◆ Task set
A – Please pull out the stretch from "On Wed, Aug 3, 2016 at 5:13" through "pretty severely here." in the parallel tuplesort email, copying it word for word.
B – Write what comes after the last sentence of the parallel tuplesort email, carrying the same reply forward in the same voice.

◆ Source text

Re: Parallel tuplesort (for parallel B-Tree index creation)

From: Robert Haas <robertmhaas(at)gmail(dot)com>
To: Peter Geoghegan <pg(at)heroku(dot)com>
Cc: Pg Hackers <pgsql-hackers(at)postgresql(dot)org>, Corey Huinker <corey(dot)huinker(at)gmail(dot)com>
Subject: Re: Parallel tuplesort (for parallel B-Tree index creation)
Date: 2016-08-05 16:06:19
Message-ID: CA+TgmoY5JYs4R1g_ZJ-P6SkULSb19xx4zUh7S8LJiXonCgVTuQ@mail.gmail.com
Views: Raw Message | Whole Thread | Download mbox | Resend email
Thread:
Lists: pgsql-hackers

On Wed, Aug 3, 2016 at 5:13 PM, Peter Geoghegan <pg(at)heroku(dot)com> wrote:
> On Wed, Aug 3, 2016 at 11:42 AM, Robert Haas <robertmhaas(at)gmail(dot)com> wrote:
>> I'm not going to say it's bad to be able to do things 2-2.5x faster,
>> but linear scalability this ain't - particularly because your 2.58x
>> faster case is using up to 7 or 8 times as much memory. The
>> single-process case would be faster in that case, too: you could
>> quicksort.
>
> [ lengthy counter-argument ]

None of this convinces me that testing this in a way that is not
"apples to apples" is a good idea, nor will any other argument.

>> I also think that Amdahl's law is going to pinch pretty severely here.
>
> Doesn't that almost always happen, though?

To some extent, sure, absolutely. But it's our job as developers to
try to foresee and minimize those cases. When Noah was at
EnterpriseDB a few years ago and we were talking about parallel
internal sort, Noah started by doing a survey of the literature and
identified parallel quicksort as the algorithm that seemed best for
our use case. Of course, every time quicksort partitions the input,
you get two smaller sorting problems, so it's easy to see how to use 2
CPUs after the initial partitioning step has been completed and 4 CPUs
after each of those partitions has been partitioned again, and so on.
However, that turns out not to be good enough because the first
partitioning step can consume a significant percentage of the total
runtime - so if you only start parallelizing after that, you're
leaving too much on the table. To avoid that, the algorithm he was
looking at had a (complicated) way of parallelizing the first
partitioning step; then you can, it seems, do the full sort in
parallel.

There are some somewhat outdated and perhaps naive ideas about this
that we wrote up here:

https://wiki.postgresql.org/wiki/Parallel_Sort

Anyway, you're proposing an algorithm that can't be fully
parallelized. Maybe that's OK. But I'm a little worried about it.

◆ Extracted material
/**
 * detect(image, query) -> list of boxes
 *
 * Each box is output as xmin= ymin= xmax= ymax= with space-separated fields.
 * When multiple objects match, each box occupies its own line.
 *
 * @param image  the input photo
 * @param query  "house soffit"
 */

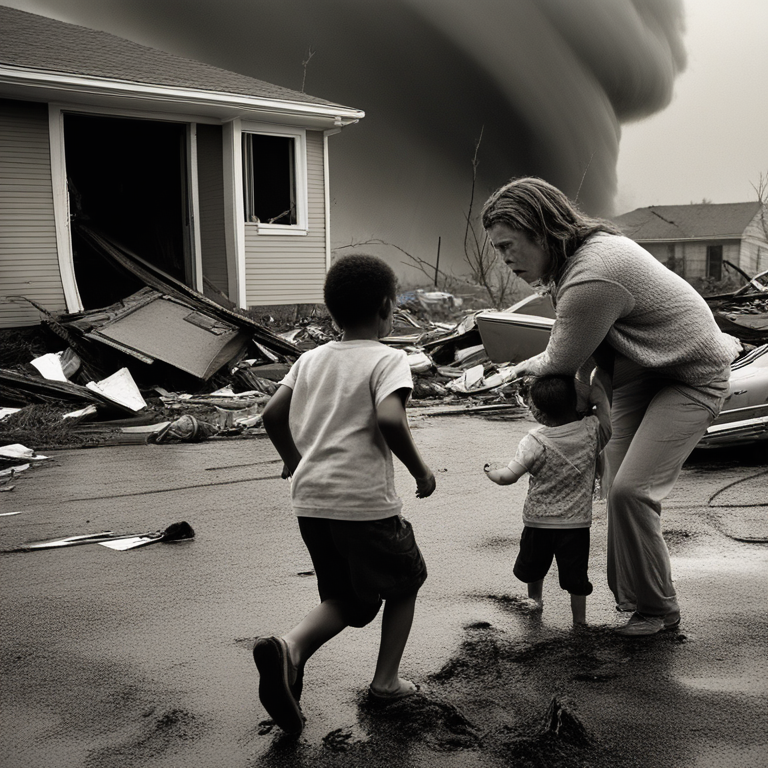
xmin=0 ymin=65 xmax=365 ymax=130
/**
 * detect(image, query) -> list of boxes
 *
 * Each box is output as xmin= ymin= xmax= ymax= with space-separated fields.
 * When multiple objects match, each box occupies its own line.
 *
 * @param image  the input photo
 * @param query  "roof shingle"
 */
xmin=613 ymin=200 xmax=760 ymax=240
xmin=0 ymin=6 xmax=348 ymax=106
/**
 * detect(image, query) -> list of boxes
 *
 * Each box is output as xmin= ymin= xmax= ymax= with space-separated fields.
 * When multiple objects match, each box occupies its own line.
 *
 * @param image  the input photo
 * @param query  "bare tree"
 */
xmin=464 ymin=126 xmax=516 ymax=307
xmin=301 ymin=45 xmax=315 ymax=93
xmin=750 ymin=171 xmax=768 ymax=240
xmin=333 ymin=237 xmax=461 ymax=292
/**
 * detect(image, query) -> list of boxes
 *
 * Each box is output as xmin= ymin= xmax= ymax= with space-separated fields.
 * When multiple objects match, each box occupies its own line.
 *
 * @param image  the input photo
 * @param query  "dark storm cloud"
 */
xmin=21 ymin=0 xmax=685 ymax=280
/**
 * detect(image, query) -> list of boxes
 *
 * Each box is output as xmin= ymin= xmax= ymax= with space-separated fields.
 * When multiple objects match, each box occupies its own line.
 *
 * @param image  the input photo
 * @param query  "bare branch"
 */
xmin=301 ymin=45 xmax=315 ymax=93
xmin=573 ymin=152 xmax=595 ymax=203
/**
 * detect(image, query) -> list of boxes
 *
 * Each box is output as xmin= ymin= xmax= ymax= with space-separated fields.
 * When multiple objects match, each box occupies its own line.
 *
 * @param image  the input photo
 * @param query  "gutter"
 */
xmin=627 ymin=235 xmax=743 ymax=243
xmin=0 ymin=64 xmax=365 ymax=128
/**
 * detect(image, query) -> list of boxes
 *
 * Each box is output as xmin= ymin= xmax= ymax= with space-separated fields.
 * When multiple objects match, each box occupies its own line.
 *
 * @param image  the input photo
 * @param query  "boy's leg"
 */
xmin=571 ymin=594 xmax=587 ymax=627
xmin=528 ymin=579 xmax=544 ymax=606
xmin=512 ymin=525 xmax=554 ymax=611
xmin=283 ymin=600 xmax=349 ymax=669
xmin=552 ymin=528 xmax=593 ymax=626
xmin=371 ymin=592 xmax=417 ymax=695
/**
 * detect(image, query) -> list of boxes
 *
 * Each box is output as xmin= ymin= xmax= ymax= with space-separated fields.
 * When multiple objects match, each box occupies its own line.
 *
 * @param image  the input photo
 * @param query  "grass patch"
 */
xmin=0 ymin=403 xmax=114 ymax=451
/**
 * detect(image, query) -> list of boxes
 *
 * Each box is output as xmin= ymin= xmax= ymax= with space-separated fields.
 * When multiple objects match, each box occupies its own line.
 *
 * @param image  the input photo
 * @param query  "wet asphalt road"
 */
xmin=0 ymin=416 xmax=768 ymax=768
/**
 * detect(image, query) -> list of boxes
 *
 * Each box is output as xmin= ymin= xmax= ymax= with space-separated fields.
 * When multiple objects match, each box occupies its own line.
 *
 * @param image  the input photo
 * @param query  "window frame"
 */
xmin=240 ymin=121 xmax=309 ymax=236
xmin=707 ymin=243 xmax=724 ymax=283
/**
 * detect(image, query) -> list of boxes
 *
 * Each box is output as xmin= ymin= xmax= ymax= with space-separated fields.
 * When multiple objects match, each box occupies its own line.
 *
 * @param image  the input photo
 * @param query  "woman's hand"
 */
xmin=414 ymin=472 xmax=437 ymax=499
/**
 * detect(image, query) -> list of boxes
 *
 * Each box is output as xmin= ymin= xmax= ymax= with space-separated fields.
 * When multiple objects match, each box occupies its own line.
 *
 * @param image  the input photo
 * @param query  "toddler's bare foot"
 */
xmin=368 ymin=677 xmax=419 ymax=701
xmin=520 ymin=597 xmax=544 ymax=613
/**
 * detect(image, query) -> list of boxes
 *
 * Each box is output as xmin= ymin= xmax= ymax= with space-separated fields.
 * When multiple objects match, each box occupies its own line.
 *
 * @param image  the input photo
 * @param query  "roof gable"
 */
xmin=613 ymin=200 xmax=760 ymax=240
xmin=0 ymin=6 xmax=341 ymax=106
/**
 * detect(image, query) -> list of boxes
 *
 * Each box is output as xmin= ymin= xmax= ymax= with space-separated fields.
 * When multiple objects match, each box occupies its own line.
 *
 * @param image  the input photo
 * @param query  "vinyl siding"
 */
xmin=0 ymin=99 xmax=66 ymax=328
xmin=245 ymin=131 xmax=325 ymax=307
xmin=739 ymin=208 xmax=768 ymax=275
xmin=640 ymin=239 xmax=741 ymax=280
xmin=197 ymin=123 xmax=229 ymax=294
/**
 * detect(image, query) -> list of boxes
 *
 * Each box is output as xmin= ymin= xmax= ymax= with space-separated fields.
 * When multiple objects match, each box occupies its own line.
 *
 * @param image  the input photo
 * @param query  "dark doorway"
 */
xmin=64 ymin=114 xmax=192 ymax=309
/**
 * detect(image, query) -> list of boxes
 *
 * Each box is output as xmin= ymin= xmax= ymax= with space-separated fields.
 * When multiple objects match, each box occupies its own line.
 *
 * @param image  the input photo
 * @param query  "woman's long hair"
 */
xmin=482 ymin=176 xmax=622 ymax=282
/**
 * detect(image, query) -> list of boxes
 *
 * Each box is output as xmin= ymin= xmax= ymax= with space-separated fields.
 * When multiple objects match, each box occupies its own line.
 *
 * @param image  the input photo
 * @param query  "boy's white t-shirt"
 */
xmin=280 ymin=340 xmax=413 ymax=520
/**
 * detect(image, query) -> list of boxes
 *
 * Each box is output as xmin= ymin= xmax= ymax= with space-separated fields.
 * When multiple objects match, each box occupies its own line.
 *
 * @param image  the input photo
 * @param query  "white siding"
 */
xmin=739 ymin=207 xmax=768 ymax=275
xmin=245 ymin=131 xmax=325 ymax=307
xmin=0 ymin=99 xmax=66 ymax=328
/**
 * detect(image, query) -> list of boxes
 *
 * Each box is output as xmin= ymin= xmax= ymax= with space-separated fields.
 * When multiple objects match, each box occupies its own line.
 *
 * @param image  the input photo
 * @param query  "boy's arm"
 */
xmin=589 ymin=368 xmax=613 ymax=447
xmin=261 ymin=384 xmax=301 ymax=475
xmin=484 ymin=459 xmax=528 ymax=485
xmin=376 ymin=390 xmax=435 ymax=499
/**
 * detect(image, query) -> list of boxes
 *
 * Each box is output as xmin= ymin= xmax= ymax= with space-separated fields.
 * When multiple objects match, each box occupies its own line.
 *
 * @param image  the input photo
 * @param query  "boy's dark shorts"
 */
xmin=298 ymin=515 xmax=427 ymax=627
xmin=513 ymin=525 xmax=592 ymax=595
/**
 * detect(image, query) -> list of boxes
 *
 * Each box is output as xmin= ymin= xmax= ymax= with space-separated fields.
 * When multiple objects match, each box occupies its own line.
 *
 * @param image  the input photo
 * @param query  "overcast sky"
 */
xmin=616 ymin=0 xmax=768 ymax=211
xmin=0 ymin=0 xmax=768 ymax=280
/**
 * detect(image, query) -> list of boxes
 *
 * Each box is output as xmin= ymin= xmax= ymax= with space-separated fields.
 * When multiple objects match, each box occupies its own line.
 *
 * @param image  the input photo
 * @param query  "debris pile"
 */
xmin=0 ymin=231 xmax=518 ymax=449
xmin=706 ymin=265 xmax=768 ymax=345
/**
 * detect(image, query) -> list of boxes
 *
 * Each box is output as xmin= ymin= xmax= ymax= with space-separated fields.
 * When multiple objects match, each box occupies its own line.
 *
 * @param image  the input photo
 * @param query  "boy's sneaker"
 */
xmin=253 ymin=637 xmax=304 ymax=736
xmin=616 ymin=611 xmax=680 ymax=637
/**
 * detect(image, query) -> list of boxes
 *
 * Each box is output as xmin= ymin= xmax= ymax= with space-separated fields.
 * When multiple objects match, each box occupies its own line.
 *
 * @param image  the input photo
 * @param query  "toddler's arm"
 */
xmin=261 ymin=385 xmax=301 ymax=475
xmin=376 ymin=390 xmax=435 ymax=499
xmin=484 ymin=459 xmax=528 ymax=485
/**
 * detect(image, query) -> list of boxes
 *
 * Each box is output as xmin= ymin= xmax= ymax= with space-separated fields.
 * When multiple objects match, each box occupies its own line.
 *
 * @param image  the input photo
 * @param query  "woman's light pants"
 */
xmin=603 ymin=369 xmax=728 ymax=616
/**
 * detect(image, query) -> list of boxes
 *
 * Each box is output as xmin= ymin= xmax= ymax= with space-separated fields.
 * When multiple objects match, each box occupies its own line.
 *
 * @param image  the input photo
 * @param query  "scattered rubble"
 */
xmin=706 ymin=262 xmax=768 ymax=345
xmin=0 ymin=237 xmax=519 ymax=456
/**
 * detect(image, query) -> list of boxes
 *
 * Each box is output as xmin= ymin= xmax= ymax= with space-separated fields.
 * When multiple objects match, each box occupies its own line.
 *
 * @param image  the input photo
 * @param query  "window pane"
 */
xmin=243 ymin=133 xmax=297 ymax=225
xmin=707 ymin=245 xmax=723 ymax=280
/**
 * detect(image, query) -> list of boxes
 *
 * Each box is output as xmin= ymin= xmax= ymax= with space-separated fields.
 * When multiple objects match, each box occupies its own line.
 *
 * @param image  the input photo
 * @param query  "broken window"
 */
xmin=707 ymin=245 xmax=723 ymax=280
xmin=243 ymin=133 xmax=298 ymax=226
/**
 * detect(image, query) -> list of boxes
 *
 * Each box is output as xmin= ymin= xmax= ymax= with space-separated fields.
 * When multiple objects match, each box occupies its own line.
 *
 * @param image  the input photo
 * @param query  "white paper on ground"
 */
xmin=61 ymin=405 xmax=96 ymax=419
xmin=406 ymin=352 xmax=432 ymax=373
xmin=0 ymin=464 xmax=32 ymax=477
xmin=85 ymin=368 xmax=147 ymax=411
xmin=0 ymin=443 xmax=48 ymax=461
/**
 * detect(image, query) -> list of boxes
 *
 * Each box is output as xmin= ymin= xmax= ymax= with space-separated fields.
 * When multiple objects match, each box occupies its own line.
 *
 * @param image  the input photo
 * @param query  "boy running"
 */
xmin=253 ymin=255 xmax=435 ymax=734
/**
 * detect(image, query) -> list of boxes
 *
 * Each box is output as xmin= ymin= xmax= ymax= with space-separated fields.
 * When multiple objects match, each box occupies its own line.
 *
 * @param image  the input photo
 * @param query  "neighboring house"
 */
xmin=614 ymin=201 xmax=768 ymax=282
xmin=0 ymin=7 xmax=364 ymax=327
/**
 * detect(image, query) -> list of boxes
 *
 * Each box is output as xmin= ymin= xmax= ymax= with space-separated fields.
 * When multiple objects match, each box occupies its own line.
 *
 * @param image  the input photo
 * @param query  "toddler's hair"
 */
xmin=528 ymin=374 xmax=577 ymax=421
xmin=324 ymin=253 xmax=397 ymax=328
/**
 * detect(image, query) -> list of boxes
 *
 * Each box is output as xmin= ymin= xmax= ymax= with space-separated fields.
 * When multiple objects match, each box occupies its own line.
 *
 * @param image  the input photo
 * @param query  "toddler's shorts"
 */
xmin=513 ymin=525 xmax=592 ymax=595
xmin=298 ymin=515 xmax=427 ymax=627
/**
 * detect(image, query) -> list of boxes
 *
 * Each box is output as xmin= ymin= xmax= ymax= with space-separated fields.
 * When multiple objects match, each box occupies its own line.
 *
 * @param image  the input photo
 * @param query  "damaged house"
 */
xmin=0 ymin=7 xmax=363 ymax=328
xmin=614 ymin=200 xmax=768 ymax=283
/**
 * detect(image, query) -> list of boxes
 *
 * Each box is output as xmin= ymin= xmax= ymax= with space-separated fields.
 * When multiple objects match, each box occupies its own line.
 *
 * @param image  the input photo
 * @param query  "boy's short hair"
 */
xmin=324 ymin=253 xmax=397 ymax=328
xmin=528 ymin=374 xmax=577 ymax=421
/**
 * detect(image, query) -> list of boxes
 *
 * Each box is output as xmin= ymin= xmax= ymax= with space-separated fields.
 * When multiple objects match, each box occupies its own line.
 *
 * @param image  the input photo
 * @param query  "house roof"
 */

◆ Answers to each task
A –
On Wed, Aug 3, 2016 at 5:13 PM, Peter Geoghegan <pg(at)heroku(dot)com> wrote:
> On Wed, Aug 3, 2016 at 11:42 AM, Robert Haas <robertmhaas(at)gmail(dot)com> wrote:
>> I'm not going to say it's bad to be able to do things 2-2.5x faster,
>> but linear scalability this ain't - particularly because your 2.58x
>> faster case is using up to 7 or 8 times as much memory. The
>> single-process case would be faster in that case, too: you could
>> quicksort.
>
> [ lengthy counter-argument ]

None of this convinces me that testing this in a way that is not
"apples to apples" is a good idea, nor will any other argument.

>> I also think that Amdahl's law is going to pinch pretty severely here.

B –
I'd feel more confident if we knew that the merge could be done in
parallel and were just leaving that to a later development stage; or
if we picked an algorithm like the one above that doesn't leave a
major chunk of the work unparallelizable.

> Isn't that what you
> generally see with queries that show off the parallel join capability?

For nested loop joins, no. The whole join operation can be done in
parallel. For hash joins, yes: building the hash table once per
worker can run afoul of Amdahl's law in a big way. That's why Thomas
Munro is working on fixing it:

https://wiki.postgresql.org/wiki/EnterpriseDB_database_server_roadmap

Obviously, parallel query is subject to a long list of annoying
restrictions at this point. On queries that don't hit any of those
restrictions we can get 4-5x speedup with a leader and 4 workers. As
we expand the range of plan types that we can construct, I think we'll
see those kinds of speedups for a broader range of queries. (The
question of exactly why we top out with as few workers as currently
seems to be the case needs more investigation, too; maybe contention
effects?)

>> If the final merge phase is a significant percentage of the total
>> runtime, picking an algorithm that can't parallelize the final merge
>> is going to limit the speedups to small multiples. That's an OK place
>> to be as a result of not having done all the work yet, but you don't
>> want to get locked into it. If we're going to have a substantial
>> portion of the work that can never be parallelized, maybe we've picked
>> the wrong algorithm.
>
> I suggest that this work be compared to something with similar
> constraints. I used Google to try to get some indication of how much
> of a difference parallel CREATE INDEX makes in other major database
> systems. This is all I could find:
>
> https://www.mssqltips.com/sqlservertip/3100/reduce-time-for-sql-server-index-rebuilds-and-update-statistics/

I do agree that it is important not to have unrealistic expectations.

> As I've said, there is probably a good argument to be made for
> partitioning to increase parallelism. But, that involves risks around
> the partitioning being driven by statistics or a cost model, and I
> don't think you'd be too on board with the idea of every CREATE INDEX
> after bulk loading needing an ANALYZE first. I tend to think of that
> as more of a parallel query thing, because you can often push down a
> lot more there, dynamic sampling might be possible, and there isn't a
> need to push all the tuples through one point in the end. Nothing I've
> done here precludes your idea of a sort-order-preserving gather node.
> I think that we may well need both.

Yes. Rushabh is working on that, and Finalize GroupAggregate ->
Gather Merge -> Partial GroupAggregate -> Sort -> whatever is looking
pretty sweet.

>> The work on making the logtape infrastructure parallel-aware seems
>> very interesting and potentially useful for other things. Sadly, I
>> don't have time to look at it right now.
>
> I would be happy to look at generalizing that further, to help
> parallel hash join. As you know, Thomas Munro and I have discussed
> this privately.

Right.

--
Robert Haas
EnterpriseDB: http://www.enterprisedb.com
The Enterprise PostgreSQL Company

In response to

Responses

Browse pgsql-hackers by date

  From Date Subject
Next Message Robert Haas 2016-08-05 16:10:21 Re: Re: [sqlsmith] FailedAssertion("!(k == indices_count)", File: "tsvector_op.c", Line: 511)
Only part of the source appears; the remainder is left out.